'''

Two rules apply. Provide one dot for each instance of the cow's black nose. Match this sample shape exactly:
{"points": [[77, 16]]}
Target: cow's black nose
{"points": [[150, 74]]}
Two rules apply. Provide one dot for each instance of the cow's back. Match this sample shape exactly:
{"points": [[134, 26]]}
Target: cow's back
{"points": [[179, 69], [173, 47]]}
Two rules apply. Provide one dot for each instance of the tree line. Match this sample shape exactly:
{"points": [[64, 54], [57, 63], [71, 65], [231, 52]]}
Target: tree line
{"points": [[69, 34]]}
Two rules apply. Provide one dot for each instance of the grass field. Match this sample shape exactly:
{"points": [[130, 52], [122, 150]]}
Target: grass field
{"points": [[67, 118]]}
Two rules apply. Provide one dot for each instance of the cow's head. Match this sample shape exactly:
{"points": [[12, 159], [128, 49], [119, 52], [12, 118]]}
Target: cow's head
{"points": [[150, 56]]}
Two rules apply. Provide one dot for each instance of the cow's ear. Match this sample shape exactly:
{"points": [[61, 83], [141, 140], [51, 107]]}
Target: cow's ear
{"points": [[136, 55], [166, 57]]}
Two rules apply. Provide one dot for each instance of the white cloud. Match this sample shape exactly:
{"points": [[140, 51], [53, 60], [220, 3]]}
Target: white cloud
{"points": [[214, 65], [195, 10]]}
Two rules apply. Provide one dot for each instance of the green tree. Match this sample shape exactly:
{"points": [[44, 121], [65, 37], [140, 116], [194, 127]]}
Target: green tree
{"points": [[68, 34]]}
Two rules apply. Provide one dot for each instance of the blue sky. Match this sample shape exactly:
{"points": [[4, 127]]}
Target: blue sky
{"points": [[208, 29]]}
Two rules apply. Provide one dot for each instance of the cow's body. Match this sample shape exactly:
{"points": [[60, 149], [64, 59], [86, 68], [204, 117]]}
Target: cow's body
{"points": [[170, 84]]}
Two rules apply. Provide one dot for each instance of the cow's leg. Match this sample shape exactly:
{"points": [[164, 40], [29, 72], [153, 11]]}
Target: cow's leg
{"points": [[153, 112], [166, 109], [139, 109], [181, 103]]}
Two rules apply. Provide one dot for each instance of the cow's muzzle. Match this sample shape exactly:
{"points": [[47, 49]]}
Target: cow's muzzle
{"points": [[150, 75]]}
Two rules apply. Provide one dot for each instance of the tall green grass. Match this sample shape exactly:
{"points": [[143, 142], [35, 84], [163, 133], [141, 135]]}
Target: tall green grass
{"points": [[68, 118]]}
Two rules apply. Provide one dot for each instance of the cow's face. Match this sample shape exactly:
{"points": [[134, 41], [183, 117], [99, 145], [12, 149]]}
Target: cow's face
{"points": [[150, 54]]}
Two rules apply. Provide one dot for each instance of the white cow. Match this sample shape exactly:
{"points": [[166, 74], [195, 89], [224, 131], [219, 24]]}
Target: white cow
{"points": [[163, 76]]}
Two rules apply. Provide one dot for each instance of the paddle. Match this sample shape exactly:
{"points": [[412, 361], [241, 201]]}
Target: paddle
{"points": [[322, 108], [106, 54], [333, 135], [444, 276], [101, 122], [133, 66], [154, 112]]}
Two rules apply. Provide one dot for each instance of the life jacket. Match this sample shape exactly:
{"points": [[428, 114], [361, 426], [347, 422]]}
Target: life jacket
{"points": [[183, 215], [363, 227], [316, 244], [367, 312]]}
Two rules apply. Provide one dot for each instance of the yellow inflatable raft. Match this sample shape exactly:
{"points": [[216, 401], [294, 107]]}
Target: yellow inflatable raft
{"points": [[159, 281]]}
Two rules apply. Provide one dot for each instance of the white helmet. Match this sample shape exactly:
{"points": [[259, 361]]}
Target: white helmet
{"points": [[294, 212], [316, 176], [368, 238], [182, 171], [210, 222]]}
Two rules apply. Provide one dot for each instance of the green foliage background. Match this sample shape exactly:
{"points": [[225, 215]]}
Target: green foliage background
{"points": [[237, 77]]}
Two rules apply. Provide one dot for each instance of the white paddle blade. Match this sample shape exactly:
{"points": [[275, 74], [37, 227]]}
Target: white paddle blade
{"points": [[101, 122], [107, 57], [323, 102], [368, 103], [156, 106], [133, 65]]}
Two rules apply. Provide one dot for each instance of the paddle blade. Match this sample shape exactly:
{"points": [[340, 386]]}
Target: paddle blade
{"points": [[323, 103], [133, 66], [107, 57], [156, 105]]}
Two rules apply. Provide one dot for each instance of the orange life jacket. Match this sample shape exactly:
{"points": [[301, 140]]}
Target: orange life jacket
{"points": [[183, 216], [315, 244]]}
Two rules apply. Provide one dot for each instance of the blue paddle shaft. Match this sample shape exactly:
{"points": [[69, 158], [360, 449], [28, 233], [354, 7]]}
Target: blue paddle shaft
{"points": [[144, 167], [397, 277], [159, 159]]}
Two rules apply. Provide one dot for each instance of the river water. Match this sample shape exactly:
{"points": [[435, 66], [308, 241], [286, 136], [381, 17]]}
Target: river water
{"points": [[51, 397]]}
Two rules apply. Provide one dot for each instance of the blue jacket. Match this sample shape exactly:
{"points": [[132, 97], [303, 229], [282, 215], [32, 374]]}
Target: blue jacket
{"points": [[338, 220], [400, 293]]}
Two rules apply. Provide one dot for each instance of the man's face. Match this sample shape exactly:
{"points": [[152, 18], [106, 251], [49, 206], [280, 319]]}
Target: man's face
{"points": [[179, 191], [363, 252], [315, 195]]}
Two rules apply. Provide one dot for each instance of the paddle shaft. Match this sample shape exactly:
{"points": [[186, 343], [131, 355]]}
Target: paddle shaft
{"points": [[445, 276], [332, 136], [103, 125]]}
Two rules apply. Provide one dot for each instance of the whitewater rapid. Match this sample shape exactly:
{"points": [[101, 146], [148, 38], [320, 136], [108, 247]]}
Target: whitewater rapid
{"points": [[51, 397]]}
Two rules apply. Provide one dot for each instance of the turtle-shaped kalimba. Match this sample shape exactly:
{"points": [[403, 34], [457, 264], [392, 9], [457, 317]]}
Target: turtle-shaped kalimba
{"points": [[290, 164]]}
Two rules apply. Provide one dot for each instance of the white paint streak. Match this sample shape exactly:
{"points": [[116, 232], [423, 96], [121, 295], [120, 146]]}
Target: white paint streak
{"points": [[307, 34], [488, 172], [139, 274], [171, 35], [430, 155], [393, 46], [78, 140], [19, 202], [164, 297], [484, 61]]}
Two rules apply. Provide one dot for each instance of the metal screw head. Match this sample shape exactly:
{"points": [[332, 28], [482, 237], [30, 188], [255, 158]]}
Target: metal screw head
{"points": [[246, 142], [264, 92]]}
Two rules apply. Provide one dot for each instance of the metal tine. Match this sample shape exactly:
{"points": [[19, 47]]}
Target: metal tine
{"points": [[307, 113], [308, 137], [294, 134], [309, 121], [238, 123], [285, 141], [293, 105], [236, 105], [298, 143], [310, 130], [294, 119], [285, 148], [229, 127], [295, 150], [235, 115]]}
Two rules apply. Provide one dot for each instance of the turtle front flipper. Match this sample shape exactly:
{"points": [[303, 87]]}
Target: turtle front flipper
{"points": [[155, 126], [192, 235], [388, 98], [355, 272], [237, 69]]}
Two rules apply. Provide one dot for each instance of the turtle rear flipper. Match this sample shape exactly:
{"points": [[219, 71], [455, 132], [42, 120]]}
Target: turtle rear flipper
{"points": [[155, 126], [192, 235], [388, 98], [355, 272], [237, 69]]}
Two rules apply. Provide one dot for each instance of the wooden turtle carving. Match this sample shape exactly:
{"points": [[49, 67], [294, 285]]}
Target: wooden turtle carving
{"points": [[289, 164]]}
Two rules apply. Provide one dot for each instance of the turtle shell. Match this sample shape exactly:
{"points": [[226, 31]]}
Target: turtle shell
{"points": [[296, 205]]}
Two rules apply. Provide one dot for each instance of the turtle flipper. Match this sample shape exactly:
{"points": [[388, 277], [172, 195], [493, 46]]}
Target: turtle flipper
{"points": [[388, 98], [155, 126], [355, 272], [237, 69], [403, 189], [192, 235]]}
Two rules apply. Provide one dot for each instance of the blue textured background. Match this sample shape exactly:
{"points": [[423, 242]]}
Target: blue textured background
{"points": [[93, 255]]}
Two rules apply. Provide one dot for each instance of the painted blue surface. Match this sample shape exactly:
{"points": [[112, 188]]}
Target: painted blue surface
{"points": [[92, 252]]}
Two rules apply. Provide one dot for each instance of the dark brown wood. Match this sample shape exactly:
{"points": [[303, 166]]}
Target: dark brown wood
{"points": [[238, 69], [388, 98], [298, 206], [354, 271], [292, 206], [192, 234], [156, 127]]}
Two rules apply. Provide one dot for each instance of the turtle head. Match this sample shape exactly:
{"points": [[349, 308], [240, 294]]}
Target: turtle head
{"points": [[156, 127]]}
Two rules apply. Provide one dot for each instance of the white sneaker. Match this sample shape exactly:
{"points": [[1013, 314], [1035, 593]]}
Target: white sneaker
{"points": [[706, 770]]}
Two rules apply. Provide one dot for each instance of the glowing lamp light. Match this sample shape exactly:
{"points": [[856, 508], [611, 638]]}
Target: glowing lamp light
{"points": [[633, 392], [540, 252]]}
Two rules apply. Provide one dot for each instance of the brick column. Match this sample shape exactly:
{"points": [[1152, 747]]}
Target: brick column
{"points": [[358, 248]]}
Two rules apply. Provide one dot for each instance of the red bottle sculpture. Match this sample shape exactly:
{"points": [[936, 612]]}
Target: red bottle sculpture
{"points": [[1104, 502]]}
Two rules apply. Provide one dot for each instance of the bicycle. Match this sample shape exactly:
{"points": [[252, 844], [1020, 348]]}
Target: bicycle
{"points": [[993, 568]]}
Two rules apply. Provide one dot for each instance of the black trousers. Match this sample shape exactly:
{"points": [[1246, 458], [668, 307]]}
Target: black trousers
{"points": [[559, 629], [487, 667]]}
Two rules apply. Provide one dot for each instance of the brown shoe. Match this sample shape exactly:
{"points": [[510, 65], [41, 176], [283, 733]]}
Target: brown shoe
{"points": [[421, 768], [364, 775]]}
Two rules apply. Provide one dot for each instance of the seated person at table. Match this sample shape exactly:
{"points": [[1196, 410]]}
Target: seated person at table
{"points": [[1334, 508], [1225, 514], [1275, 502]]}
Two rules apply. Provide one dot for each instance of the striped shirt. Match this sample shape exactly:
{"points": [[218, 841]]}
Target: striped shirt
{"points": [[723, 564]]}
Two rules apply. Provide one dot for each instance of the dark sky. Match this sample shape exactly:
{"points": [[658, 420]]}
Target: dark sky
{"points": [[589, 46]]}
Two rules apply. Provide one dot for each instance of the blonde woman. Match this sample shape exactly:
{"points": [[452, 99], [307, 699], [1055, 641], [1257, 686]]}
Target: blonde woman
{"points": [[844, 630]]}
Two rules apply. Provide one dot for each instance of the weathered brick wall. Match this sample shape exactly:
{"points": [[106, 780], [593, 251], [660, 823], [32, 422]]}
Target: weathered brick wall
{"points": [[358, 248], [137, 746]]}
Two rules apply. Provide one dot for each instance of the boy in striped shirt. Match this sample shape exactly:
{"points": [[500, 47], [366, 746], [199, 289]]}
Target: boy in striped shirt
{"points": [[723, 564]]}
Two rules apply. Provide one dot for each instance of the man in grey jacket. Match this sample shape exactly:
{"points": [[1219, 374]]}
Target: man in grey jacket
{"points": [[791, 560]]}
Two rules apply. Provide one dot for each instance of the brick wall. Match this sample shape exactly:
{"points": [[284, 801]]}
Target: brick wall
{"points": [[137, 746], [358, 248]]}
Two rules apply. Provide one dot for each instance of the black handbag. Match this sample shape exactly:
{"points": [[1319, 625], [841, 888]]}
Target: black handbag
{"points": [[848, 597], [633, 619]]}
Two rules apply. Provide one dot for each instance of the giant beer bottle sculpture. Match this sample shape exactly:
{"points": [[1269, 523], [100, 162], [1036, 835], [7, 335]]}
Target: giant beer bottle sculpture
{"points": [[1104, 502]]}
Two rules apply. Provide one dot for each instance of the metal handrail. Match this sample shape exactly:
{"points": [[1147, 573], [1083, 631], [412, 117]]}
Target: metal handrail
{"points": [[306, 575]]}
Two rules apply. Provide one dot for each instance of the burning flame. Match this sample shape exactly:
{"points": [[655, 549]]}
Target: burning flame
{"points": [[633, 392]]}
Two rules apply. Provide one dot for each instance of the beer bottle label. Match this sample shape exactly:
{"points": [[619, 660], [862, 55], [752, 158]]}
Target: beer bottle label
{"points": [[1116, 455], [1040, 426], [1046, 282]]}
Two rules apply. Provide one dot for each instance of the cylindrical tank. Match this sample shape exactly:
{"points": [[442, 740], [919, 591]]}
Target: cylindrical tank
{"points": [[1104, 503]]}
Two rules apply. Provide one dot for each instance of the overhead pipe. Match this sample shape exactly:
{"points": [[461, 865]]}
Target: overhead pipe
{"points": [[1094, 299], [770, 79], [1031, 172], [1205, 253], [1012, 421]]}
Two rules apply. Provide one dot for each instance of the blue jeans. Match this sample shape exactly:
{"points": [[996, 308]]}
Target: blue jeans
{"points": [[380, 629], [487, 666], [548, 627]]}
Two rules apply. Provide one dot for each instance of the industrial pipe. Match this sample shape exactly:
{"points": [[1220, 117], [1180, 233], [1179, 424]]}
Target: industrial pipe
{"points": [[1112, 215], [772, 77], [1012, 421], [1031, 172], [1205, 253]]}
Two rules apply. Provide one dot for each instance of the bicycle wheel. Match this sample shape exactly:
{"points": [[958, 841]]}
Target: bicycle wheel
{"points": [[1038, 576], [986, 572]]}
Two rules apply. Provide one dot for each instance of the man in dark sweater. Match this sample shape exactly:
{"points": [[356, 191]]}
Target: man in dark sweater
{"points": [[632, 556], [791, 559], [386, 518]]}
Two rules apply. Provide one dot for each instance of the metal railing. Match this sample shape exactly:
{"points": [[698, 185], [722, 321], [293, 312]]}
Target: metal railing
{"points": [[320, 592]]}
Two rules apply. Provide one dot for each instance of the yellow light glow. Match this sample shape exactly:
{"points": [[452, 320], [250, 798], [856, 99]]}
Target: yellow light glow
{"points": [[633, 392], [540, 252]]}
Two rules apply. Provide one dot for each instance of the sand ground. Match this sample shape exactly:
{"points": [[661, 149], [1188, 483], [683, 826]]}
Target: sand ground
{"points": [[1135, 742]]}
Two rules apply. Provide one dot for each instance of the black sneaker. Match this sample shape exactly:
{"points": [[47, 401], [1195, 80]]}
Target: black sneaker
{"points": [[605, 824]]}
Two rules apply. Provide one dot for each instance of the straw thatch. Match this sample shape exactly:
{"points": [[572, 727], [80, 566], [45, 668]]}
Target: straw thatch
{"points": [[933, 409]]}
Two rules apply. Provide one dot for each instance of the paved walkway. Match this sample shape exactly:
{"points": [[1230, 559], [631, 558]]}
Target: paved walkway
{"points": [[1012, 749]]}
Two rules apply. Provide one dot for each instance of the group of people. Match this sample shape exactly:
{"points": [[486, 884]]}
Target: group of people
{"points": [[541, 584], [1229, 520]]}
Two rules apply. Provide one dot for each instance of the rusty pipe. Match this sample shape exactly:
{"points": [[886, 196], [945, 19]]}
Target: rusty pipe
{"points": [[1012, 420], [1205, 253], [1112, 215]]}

'''

**Goal**
The answer consists only of the lines from the one containing "the metal railing." to the end of the records, each written out exactly.

**Solution below**
Two rules apply. Provide one dot for each instance of the metal railing. Match this sample shape exactly:
{"points": [[698, 185], [722, 321], [293, 312]]}
Target: metal railing
{"points": [[320, 592]]}
Two rules apply. Provide one dot for each instance of the yellow light glow. Match this sample shape exactly:
{"points": [[452, 320], [250, 798], [856, 99]]}
Target: yellow light glow
{"points": [[633, 392], [540, 252]]}
Two rules apply. Provide one dot for each instance of the sand ground. Match this sample shape exactly:
{"points": [[661, 149], [1188, 483], [683, 826]]}
Target: sand ground
{"points": [[1135, 742]]}
Two rules apply. Provide one dot for each instance of the black sneaker. Match this sample shape exactly:
{"points": [[47, 401], [1195, 80]]}
Target: black sneaker
{"points": [[605, 824]]}
Two rules apply. Provide one dot for each instance of the straw thatch. Match this sample shape exactly:
{"points": [[572, 727], [80, 566], [45, 668]]}
Target: straw thatch
{"points": [[933, 409]]}
Two rules apply. Provide one dot for each instance of the paved walkway. Match this sample shape exactly:
{"points": [[1230, 559], [631, 558]]}
Target: paved walkway
{"points": [[1012, 749]]}
Two rules apply. Provide one dot for each instance of the group of people. Match this sample shape exactly:
{"points": [[486, 884]]}
Target: group of people
{"points": [[541, 584], [1229, 520]]}
Two rules apply. Provide one dot for each instance of the rusty pipe. Match this sample shape exactly:
{"points": [[886, 196], [945, 19]]}
Target: rusty pipe
{"points": [[1012, 420], [1205, 253], [1112, 215]]}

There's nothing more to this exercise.